Collected data entries:
*-*-*
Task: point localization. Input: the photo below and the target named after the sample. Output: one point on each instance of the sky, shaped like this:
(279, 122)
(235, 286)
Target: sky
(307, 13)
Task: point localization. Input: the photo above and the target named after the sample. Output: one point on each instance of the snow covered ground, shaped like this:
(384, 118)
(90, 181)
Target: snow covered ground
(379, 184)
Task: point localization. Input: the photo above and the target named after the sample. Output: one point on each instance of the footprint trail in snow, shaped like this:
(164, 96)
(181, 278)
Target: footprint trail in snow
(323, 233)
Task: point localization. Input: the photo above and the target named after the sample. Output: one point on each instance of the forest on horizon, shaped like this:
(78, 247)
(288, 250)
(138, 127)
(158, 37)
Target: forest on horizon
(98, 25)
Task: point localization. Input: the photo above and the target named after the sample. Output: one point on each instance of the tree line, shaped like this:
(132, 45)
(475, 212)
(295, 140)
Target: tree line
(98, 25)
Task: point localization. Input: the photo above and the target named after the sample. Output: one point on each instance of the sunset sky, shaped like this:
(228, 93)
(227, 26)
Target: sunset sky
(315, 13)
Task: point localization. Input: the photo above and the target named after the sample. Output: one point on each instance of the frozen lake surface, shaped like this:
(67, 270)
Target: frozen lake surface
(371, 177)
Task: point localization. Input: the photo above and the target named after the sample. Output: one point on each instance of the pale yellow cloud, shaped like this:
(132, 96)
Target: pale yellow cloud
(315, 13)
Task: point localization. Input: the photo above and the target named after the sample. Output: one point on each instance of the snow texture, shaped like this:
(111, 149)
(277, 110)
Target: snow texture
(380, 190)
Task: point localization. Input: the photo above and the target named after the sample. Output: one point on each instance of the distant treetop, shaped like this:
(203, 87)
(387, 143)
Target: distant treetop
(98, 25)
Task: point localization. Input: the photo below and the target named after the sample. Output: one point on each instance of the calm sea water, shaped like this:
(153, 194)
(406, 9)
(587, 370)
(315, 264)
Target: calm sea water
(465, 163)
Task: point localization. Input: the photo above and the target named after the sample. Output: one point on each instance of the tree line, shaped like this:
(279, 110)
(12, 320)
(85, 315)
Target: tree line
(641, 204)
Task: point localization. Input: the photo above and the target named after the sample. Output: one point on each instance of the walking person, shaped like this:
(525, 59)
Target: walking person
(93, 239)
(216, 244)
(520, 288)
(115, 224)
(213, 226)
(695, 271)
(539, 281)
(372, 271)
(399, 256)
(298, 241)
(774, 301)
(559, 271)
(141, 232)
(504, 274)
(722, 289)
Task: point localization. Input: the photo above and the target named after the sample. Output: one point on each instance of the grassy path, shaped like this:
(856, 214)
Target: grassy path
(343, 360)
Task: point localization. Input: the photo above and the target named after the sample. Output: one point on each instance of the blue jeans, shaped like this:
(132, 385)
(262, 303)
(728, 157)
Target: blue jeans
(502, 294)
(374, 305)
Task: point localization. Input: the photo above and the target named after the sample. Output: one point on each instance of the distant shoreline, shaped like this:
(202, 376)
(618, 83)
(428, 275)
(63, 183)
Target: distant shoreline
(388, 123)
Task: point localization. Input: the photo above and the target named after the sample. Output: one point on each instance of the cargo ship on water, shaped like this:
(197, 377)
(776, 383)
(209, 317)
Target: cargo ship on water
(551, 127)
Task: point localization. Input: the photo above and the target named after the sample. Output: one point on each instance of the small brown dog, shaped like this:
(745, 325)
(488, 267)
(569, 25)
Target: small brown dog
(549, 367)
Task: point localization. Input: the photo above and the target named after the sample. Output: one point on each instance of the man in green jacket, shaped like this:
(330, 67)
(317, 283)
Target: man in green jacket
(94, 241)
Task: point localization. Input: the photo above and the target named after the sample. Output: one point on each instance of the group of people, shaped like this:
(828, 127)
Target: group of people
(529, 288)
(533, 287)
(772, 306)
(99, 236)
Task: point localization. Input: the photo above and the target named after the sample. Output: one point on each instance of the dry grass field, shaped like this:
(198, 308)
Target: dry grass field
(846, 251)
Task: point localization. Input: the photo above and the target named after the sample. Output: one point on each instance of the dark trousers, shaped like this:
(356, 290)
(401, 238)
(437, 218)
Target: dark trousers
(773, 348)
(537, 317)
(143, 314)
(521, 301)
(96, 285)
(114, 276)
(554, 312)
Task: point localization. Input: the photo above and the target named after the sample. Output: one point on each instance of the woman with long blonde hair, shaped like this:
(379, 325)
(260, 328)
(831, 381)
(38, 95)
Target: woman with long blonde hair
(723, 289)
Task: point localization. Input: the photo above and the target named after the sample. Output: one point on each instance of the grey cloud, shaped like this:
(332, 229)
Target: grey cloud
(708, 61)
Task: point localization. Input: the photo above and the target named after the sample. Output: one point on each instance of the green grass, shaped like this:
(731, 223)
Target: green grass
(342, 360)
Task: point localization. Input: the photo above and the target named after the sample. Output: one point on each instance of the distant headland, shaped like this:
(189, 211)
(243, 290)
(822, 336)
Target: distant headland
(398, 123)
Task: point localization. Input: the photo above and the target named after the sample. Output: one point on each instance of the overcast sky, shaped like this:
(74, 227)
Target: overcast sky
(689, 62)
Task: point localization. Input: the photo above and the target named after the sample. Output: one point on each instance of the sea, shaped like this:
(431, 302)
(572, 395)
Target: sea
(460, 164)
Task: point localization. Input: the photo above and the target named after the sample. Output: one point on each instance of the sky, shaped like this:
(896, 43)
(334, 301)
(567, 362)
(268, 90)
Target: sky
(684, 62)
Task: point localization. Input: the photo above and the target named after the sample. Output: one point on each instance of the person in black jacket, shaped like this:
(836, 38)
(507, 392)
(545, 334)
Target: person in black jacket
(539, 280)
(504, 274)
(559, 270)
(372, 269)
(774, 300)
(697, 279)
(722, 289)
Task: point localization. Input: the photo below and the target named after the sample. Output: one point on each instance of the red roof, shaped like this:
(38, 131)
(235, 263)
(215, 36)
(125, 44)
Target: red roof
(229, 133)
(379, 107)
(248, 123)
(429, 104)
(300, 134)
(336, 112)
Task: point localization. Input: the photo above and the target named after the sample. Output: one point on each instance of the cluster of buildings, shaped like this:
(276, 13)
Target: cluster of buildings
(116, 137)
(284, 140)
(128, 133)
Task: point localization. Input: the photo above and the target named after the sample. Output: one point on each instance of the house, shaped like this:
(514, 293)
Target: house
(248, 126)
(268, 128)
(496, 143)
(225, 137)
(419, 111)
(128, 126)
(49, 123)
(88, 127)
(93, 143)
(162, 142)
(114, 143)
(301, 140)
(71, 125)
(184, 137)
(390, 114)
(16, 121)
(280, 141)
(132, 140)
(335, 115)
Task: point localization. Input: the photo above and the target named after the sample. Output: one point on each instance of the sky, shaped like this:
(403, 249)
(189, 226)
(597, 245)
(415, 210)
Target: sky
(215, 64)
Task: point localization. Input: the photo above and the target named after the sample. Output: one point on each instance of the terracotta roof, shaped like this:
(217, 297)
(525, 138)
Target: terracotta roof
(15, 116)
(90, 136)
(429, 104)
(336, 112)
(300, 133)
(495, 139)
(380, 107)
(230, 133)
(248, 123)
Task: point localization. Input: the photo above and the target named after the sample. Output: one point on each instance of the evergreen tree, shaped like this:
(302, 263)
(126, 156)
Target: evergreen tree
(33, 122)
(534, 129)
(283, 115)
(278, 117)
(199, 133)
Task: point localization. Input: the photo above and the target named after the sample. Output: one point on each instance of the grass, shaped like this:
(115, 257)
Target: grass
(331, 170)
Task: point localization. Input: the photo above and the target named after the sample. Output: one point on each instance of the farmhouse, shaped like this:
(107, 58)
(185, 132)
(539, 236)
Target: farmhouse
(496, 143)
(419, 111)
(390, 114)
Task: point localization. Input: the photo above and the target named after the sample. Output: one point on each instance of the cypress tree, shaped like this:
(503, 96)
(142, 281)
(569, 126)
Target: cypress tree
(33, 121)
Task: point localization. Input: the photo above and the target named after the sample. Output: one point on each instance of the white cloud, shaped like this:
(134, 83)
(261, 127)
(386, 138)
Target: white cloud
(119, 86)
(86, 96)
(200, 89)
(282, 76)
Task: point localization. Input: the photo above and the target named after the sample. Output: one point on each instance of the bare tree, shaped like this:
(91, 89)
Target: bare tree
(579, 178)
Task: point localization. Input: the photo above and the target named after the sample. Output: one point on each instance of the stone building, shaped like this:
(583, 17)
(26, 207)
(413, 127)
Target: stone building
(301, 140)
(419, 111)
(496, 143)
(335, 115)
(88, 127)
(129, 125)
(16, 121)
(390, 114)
*-*-*
PROMPT
Would you filter the records and copy out each line containing "below"?

ANSWER TO THIS EXERCISE
Task: point localization. Input: the photo below and the target named after the sample. Output: one point on each instance of the sky, shaped like this:
Task: point localization. Input: the photo below and the target named after the sample. Output: one point on each instance of the calm sea water, shaped like this:
Task: point localization. Input: the photo below and the target named after the sample. Output: one point on each instance of the red roof, shaped like this:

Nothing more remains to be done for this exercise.